- [GIVEN REQUEST]
Please copy the listing below with every line unchanged, from the first line through the last.
## BEGIN MATERIAL FOR THIS EXERCISE
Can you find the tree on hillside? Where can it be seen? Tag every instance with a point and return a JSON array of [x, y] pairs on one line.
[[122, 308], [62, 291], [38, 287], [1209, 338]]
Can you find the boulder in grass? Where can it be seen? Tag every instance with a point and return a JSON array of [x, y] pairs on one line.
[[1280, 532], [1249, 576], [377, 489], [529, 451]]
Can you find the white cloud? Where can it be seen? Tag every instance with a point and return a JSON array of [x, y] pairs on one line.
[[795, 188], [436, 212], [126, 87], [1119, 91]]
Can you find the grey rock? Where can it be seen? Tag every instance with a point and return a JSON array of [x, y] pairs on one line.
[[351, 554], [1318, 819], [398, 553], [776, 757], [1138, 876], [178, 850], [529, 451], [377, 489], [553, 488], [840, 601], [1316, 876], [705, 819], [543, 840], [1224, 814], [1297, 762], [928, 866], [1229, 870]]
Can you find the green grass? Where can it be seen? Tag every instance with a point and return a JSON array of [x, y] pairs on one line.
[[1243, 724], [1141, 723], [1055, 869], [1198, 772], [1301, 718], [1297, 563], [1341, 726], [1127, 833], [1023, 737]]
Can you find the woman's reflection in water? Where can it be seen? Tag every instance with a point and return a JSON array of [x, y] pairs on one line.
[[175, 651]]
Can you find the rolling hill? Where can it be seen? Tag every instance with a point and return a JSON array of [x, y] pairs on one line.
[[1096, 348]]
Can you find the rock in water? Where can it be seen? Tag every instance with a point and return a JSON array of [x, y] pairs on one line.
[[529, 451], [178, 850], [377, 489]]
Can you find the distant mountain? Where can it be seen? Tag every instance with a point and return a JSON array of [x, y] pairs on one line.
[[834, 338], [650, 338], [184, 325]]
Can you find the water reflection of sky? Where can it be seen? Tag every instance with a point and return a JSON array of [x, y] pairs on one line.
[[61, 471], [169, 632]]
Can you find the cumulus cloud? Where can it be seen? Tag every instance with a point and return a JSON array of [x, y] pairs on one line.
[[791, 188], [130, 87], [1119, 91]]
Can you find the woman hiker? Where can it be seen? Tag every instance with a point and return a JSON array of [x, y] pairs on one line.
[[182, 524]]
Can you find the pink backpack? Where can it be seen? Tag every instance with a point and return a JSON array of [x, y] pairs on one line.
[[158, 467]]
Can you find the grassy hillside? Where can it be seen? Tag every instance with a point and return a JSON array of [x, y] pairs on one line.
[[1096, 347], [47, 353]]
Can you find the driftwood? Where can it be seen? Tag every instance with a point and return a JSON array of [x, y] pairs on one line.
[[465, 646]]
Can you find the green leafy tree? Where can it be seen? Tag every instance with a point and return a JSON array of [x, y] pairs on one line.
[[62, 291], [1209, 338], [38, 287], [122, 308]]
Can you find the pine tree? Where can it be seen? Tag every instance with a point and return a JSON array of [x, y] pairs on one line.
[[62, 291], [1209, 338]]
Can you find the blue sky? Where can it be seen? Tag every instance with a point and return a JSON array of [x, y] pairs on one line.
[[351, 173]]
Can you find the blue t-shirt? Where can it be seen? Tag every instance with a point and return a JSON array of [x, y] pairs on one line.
## END MATERIAL FOR THIS EXERCISE
- [SOLUTION TO THIS TASK]
Can you find the tree on hillside? Where can it be seen? Tag every instance with a point and return a JSON array of [x, y] pairs on one line.
[[122, 308], [62, 291], [38, 287], [1209, 338]]
Can you find the boulder in grass? Where can it be seen? Tag every instance with a point and return a JSON array of [x, y] pairs on one line.
[[1280, 532], [1249, 576], [377, 489], [529, 451]]
Can you find the white cloud? Where can it be seen? Tag every instance with a point and return a JSON array of [x, y] pairs on one line.
[[795, 188], [436, 212], [126, 87], [1119, 91]]
Can you find the grey rock? Where can it be seen? Tag every instance with a point and return a JSON array of [x, y] pairs on one line.
[[351, 554], [1318, 819], [398, 553], [776, 757], [1138, 876], [178, 850], [529, 451], [377, 489], [553, 488], [840, 601], [1316, 876], [705, 819], [543, 840], [1224, 814], [1297, 762], [928, 866], [1229, 870]]
Can you find the green grass? Where can it be seen? Tag every instance with a point and return a JSON array of [x, y] pairs on one line.
[[1243, 724], [1141, 723], [1055, 869], [1198, 772], [1301, 718], [1297, 563], [1341, 726], [1127, 833], [1023, 737]]
Can you find the woman's reflection in water? Where can it be seen? Tag every instance with a point and return a JSON array of [x, y] pairs on one line.
[[175, 651]]
Can you find the rolling hill? Where can it be seen? Tag every instance with a point and return a JSON array of [x, y] pairs on one line.
[[1096, 348]]
Can you find the rock in water? Where can it be seen? Tag every instance with a point and return a JSON array of [x, y] pairs on one line.
[[529, 451], [178, 850], [377, 489]]
Can you find the distant mountain? Where can it be seen? Tag every instance with a point and return a JSON array of [x, y] pairs on one line.
[[834, 338], [650, 338], [184, 325]]
Can you find the water reflection of sky? Where can it be seen? Tag every instance with a point and return a JSON array of [x, y] pairs on one line.
[[61, 471], [169, 632]]
Can you find the cumulus cloud? Where can it be seen? Tag every instance with a point and return a JSON array of [x, y] pairs on one line.
[[791, 188], [130, 87], [1119, 91]]
Can you find the woman hiker? Where can it be seen? Tag every instance with a point and return a JSON array of [x, y] pairs on one line.
[[182, 524]]
Can you find the pink backpack? Where can it be seen? Tag every instance with a point and return a JSON array of [x, y] pairs on one line.
[[158, 467]]
Can you find the grassy hillside? Where can it be seen? Tag every instance with a point and return a JSON array of [x, y] pairs on one line.
[[1096, 347], [47, 353]]
Can you find the driftwood? Where can it be seen? Tag every instance with a point and return a JSON array of [x, y] pairs on one line.
[[465, 646]]
Can you find the green leafy tree? Where can it be seen? Tag every instance with a point and return a JSON array of [x, y] pairs on one line.
[[62, 291], [1209, 338], [38, 287], [122, 308]]
Can you find the pine tree? Where can it be seen? Tag every instance with a point and return a JSON array of [x, y] pairs on one line.
[[62, 291], [1209, 338]]
Can you find the blue sky? Where can it be seen? Tag every instance with a point and return a JSON array of [x, y] pairs on one line.
[[351, 173]]
Can you find the blue t-shirt? Where can it be seen? Tag every instance with a point and return a JSON array of [x, y] pairs on one line.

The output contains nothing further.